WORK TO DO = Give the stretch of lines from the one containing "find: swimming pool" through the one containing "[0,456,428,682]" again, changing "sandy beach" to "pebble beach" and leaving everything else unchanged.

MATERIAL FOR THE TASK =

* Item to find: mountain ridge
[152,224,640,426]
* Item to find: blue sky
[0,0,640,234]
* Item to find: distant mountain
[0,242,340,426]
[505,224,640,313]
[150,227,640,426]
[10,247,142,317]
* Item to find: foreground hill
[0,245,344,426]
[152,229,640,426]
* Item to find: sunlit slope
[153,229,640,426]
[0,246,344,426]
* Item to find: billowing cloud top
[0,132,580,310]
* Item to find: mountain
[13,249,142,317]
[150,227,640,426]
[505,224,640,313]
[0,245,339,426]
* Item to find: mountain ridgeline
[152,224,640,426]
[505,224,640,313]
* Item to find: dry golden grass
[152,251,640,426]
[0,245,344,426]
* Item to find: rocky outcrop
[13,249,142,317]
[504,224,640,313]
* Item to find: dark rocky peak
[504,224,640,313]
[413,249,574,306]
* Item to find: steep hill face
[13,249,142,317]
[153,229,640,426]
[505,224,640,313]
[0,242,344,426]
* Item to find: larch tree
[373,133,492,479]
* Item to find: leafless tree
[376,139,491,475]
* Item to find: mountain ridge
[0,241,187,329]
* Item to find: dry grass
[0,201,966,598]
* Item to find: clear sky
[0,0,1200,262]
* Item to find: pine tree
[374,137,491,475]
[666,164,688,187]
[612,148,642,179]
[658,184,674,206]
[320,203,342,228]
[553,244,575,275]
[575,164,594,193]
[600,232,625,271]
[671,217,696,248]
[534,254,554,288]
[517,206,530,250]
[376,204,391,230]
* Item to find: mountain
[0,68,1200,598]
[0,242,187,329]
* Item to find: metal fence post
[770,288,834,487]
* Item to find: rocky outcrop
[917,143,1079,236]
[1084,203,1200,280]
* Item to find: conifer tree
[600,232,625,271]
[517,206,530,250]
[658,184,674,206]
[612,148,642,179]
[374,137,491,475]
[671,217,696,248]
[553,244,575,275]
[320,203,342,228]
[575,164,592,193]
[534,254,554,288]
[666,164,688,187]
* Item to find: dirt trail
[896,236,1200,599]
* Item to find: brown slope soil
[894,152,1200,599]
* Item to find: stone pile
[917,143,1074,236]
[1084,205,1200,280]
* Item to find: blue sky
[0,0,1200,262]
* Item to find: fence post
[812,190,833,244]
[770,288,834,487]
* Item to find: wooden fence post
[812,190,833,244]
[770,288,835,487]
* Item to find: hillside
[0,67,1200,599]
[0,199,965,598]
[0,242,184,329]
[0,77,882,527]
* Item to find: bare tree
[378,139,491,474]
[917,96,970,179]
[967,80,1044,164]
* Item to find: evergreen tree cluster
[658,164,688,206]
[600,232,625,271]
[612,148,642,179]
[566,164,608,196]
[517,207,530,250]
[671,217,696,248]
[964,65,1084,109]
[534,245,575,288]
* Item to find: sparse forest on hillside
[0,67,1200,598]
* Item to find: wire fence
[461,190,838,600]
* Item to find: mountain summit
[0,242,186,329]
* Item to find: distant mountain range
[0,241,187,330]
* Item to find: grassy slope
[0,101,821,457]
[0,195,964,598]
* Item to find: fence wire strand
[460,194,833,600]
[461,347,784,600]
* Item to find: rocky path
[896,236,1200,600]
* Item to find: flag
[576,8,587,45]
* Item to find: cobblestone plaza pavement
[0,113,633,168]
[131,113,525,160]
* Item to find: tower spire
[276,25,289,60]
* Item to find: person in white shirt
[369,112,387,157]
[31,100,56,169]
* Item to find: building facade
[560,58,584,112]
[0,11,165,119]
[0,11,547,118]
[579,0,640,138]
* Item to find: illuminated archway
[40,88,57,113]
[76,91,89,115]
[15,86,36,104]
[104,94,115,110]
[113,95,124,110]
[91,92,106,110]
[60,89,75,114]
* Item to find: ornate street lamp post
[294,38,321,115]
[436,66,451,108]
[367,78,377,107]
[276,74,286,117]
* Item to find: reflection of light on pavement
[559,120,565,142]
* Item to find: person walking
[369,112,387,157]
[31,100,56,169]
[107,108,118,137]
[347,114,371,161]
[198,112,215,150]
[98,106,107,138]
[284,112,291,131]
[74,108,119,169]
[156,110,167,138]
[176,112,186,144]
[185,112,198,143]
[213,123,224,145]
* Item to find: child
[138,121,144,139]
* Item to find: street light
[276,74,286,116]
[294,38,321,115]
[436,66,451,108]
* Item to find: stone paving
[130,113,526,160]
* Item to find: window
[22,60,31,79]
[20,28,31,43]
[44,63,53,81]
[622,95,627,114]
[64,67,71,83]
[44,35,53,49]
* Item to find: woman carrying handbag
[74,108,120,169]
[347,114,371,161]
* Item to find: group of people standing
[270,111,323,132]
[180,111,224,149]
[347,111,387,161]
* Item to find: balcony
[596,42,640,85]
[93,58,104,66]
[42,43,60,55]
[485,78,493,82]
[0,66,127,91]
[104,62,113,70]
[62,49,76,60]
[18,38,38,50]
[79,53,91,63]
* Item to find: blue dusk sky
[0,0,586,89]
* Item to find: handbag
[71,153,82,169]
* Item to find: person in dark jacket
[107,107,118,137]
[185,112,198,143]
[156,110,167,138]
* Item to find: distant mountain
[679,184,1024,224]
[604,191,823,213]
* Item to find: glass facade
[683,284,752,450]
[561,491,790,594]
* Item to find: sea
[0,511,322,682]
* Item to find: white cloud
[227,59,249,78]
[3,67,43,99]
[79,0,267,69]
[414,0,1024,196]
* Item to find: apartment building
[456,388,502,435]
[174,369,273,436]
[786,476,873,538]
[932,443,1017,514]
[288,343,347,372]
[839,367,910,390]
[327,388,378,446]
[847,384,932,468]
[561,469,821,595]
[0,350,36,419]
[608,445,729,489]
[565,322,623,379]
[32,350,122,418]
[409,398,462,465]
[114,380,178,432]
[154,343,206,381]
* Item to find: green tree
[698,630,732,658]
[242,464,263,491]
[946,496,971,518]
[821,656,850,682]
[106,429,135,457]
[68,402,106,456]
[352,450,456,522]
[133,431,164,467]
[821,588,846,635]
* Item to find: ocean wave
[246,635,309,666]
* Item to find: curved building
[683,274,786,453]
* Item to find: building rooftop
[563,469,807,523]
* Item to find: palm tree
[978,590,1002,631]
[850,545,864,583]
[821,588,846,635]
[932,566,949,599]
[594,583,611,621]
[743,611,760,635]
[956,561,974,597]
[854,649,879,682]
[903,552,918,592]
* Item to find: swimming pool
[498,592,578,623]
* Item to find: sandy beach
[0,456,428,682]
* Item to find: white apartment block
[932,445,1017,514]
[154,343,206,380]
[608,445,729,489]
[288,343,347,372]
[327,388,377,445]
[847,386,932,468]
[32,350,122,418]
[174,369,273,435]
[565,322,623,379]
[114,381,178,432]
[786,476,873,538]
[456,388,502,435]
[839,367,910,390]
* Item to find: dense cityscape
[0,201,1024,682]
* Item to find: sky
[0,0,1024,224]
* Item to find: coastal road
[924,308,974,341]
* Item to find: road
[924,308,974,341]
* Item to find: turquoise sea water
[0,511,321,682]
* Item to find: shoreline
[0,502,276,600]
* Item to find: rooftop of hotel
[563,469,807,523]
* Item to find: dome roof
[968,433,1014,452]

---

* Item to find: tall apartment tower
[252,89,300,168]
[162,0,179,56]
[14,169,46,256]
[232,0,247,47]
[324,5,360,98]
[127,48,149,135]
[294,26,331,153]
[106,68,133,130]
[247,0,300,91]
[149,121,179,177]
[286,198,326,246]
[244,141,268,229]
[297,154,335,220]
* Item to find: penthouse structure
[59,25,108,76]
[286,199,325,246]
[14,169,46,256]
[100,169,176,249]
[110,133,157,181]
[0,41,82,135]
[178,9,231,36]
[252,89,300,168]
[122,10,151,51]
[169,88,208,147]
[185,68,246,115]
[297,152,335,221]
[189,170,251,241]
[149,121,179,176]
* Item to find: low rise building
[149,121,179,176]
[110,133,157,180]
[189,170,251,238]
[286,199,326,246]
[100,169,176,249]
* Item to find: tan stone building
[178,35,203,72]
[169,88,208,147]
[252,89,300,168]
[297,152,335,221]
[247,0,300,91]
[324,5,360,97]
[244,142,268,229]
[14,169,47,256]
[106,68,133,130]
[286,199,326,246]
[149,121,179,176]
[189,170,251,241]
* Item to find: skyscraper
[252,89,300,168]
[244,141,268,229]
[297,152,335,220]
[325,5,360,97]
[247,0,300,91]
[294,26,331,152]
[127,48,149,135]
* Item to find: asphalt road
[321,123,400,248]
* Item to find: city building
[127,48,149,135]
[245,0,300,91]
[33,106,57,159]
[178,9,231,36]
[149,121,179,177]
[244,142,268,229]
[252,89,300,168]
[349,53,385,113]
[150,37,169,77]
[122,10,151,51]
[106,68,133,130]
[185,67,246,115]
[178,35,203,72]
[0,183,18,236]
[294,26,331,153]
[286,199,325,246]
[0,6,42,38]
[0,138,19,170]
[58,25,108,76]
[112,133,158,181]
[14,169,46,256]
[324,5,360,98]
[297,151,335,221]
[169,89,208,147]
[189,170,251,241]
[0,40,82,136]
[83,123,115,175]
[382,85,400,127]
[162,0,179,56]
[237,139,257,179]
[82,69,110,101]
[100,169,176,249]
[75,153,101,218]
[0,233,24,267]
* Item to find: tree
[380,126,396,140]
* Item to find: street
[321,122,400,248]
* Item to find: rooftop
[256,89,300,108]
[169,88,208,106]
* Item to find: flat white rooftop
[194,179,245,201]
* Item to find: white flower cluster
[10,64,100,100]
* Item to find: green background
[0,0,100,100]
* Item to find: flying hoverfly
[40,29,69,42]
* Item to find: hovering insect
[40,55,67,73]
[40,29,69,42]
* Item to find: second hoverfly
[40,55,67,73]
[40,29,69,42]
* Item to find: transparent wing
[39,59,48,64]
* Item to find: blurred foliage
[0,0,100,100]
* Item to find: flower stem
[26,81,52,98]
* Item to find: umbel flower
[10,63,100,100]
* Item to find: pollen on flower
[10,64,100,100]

...

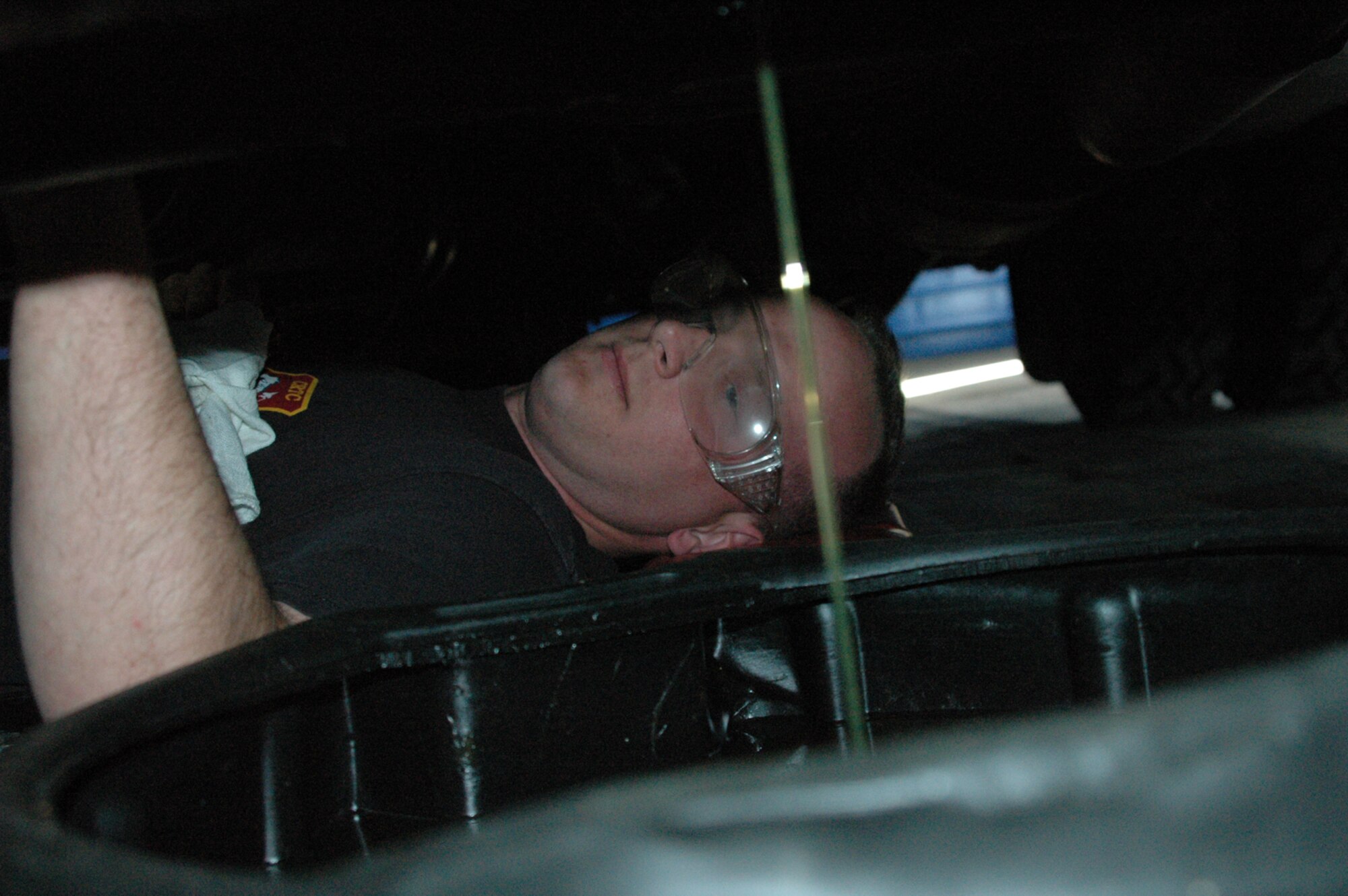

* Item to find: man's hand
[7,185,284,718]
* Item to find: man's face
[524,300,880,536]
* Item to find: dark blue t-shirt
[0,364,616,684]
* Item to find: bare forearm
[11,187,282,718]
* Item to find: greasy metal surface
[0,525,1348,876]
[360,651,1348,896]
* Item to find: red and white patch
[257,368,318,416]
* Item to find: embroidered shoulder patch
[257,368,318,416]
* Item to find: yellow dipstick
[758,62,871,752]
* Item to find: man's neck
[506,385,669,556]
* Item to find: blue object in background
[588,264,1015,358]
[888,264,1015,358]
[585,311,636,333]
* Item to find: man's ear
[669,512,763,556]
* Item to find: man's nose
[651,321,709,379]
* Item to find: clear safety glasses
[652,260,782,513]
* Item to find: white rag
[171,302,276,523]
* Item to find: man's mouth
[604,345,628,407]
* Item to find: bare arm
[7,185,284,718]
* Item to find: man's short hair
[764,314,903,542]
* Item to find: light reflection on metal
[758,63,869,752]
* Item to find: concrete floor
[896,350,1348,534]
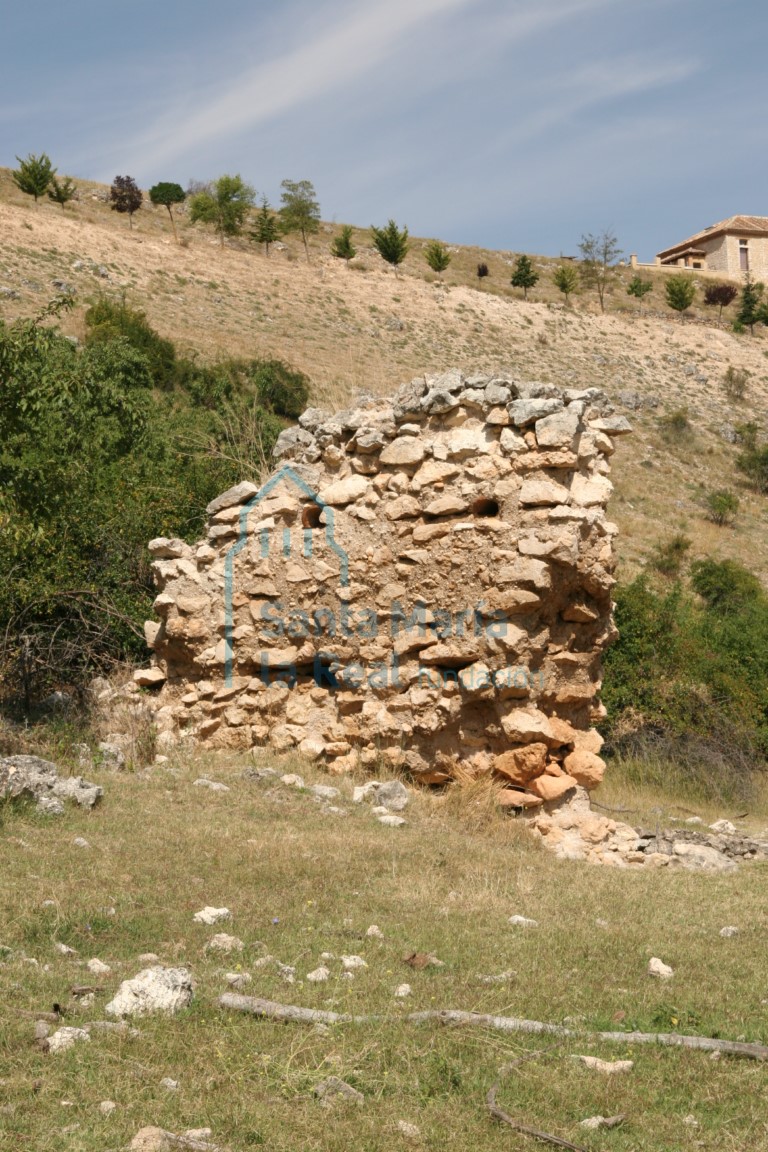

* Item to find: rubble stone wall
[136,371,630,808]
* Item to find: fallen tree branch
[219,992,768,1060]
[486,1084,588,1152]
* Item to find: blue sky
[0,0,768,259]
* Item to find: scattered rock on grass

RESULT =
* Item to find: swimming pool
[498,592,578,623]
* Item to find: pebble beach
[0,456,428,682]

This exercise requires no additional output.